◆ **OBJECTIVES**:
A: Summarize the article on blockchain and the GDPR in two sentences.
B: Write the next part of the article on blockchain and the GDPR, picking up after its final sentence.

There is a widely held view that blockchain and the GDPR may be incompatible. Ben Gibson suggests an approach that would increase privacy protection by virtue of the use of zero-knowledge protocols in the context of distributed ledger technology
Distributed Ledger Technology (DLT) is an umbrella term that refers to databases containing shared data that is synchronised and spread across and amongst multiple locations and participants, either privately or publicly.
Blockchain is a type of DLT. It consists of a mathematical structure for storing data across multiple computing nodes in a method that is nearly impossible to fake.
DLT can be used for a range of business applications, including: automatic reporting of mortgage receipts; faster processing of international payments; and a wide range of other potential ‘automated contract’ applications - for example: tracking the location and ambient condition of shipping containers and adjusting and executing payment for charges accordingly (on loading, on arrival, on degradation of cargo due to moisture, etc).
At this point, questions arise as to whether the use of DLT in a business context sits well with the requirements of privacy law. On first glance, distributed ledgers of what might otherwise be non-public or personal transactions seem to be challenged by the core principles of privacy law. However, through the use of appropriate technology, encrypted, verifiable blockchain solutions may in fact provide increased privacy and trust for both businesses and users alike. Whilst initially appearing anathema to privacy principles, DLT could be a persuasive solution to the problem of data breaches.
If DLT is to become increasingly ubiquitous across a range of software-enabled business activities, it will be important for businesses using the technology to understand the legal risks which, in the case of activities subject to the GDPR, clearly include the potential for very material regulatory fines.
Where the purpose of the ledger/blockchain in question is to record a transaction involving human agency, then implicitly there needs to be some sort of ability to link the ledger to a person. In general, most public ledgers are pseudonymous. Individuals are represented by strings of letters and numbers (let's call these ‘Ledger IDs’), not by common identification fields (name, address, etc). However, if an individual's Ledger ID does become linked to them then anyone who knows the link can monitor the individual's behaviour on the ledger. If not overtly then, in combination with other data, the ledger would seem likely to contain personal data.
By looking at one example of how GDPR and DLT may, at first, appear disharmonious and then considering one possible technical solution we can see how compliant deployment of DLT could become a benchmark for privacy, rather than a cause for concern.
Right to erasure
A positive feature of DLT is often said to be its immutability. Whilst ‘immutability’ is too absolute a concept to be a true virtue of DLT in the fullest sense, by virtue of it creating a distributed and decentralised number of copies of itself, a ledger cannot easily be changed. It has an element of immunity-by-design to tinkering and cannot (without exceptional effort) be changed retrospectively; you can only add to it.
GDPR Article 17 contains the grounds upon which the ‘right to be forgotten’ can be exercised. If Mr D. Subject validly seeks to exercise this right with respect to a distributed ledger on which his transaction is recorded we may, it seems, have a problem (given the principles noted in the previous paragraph) as we can't go back and change the ledger to remove ‘his’ blocks.
An ingenious technical solution deploying ‘zero-knowledge proof’ may, however, provide the solution.
Consider the following thought experiment:
I am colour-blind. I have two objects, identical in feel, dimension and weight. One is red. One is green. My colour-blindness does not allow me to distinguish between red and green and since I have never ‘seen’ either colour on an experiential basis I am sceptical that there is actually any difference. To me, the objects are identical.

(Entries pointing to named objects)
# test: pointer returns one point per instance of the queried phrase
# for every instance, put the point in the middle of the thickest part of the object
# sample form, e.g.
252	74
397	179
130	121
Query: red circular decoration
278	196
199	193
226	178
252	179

◆ **RESULTS OF THE TASKS**:
A: Distributed ledger technology, of which blockchain is one type, stores shared, synchronized data across multiple locations and participants and has a range of business uses, but its pseudonymous ledgers seem likely to contain personal data, raising questions about privacy law and the GDPR. Because a ledger cannot easily be changed retrospectively, the right to erasure under GDPR Article 17 appears to pose a problem, though a technical solution using zero-knowledge proof may provide the answer.

B:
You tell me you have a way to prove the difference to me.
You tell me to conceal the objects from you and then to reveal one of them. You observe the revealed object and then instruct me to put it back in concealment with the other. You then tell me to reveal an object again; I am allowed to show the same object or to swap and reveal the other one. I reveal the object and you record your observation as to whether it has been swapped or whether the same object has been revealed twice. I separately, and secretly, record whether or not I did swap the object. We repeat this experiment a number of times.
We do not need to repeat the experiment many times for the chances of our two ledgers recording identical results (‘swap’ or ‘no swap’) to be exceedingly small on a pure probabilistic basis. Even if we only repeat the experiment ten times, the chances of our ledgers matching by guesswork alone (ie. if there is in fact no observable difference between the objects and you are correctly guessing whether I have swapped or not) is less than one in one thousand. If we repeat the process one hundred times, the chances of correctly guessing are miniscule.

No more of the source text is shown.